- Exercise
In the records below, replace "wooden plank" with "wooden board" wherever it occurs and reproduce the records with no other change.

- Supplied material
** BEGIN **
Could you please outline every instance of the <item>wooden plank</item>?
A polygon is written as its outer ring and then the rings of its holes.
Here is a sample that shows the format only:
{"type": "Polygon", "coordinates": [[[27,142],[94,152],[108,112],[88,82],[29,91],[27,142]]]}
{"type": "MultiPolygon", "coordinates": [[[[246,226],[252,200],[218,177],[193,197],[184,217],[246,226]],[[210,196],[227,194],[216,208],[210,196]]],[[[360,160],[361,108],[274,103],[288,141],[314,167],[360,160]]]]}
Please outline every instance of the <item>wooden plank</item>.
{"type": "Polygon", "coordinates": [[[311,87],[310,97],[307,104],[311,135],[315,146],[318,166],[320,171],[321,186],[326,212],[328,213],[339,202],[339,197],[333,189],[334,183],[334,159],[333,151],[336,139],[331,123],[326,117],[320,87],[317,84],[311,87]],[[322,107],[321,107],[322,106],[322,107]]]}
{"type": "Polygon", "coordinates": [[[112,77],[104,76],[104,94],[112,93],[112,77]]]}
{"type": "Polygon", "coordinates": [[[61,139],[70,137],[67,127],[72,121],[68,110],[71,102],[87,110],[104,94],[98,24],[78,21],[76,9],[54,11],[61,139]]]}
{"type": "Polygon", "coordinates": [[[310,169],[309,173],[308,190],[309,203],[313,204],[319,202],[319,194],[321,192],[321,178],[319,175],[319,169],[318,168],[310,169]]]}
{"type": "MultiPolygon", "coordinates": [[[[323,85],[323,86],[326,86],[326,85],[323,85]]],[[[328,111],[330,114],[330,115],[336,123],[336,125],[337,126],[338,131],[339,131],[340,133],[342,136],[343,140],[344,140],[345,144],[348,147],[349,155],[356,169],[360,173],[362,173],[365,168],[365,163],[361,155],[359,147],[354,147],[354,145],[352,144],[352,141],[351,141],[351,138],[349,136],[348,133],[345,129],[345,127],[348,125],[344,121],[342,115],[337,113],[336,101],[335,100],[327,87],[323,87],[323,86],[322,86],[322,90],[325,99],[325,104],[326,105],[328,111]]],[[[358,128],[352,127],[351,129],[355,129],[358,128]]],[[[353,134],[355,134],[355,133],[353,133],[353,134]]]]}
** END **
- Output of the exercise
Could you please outline every instance of the <item>wooden board</item>?
A polygon is written as its outer ring and then the rings of its holes.
Here is a sample that shows the format only:
{"type": "Polygon", "coordinates": [[[27,142],[94,152],[108,112],[88,82],[29,91],[27,142]]]}
{"type": "MultiPolygon", "coordinates": [[[[246,226],[252,200],[218,177],[193,197],[184,217],[246,226]],[[210,196],[227,194],[216,208],[210,196]]],[[[360,160],[361,108],[274,103],[288,141],[314,167],[360,160]]]]}
Please outline every instance of the <item>wooden board</item>.
{"type": "Polygon", "coordinates": [[[311,87],[310,97],[307,104],[311,135],[315,146],[318,166],[320,171],[321,186],[326,212],[328,213],[339,202],[339,197],[333,189],[334,183],[334,159],[333,151],[336,139],[331,123],[326,117],[320,87],[317,84],[311,87]],[[322,107],[321,107],[322,106],[322,107]]]}
{"type": "Polygon", "coordinates": [[[112,77],[104,76],[104,94],[112,93],[112,77]]]}
{"type": "Polygon", "coordinates": [[[61,139],[70,137],[67,127],[72,121],[68,110],[71,102],[87,110],[104,94],[98,24],[78,21],[76,9],[54,11],[61,139]]]}
{"type": "Polygon", "coordinates": [[[310,169],[309,173],[308,190],[309,203],[313,204],[319,202],[319,194],[321,192],[321,178],[319,175],[319,169],[318,168],[310,169]]]}
{"type": "MultiPolygon", "coordinates": [[[[323,85],[323,86],[326,86],[326,85],[323,85]]],[[[328,111],[330,114],[330,115],[336,123],[336,125],[337,126],[338,131],[339,131],[340,133],[342,136],[343,140],[344,140],[345,144],[348,147],[349,155],[356,169],[360,173],[362,173],[365,168],[365,163],[361,155],[359,147],[354,147],[354,145],[352,144],[352,141],[351,141],[351,138],[349,136],[348,133],[345,129],[345,127],[348,125],[344,121],[342,115],[337,113],[336,101],[335,100],[327,87],[323,87],[323,86],[322,86],[322,90],[325,99],[325,104],[326,105],[328,111]]],[[[358,128],[352,127],[351,129],[355,129],[358,128]]],[[[353,134],[355,134],[355,133],[353,133],[353,134]]]]}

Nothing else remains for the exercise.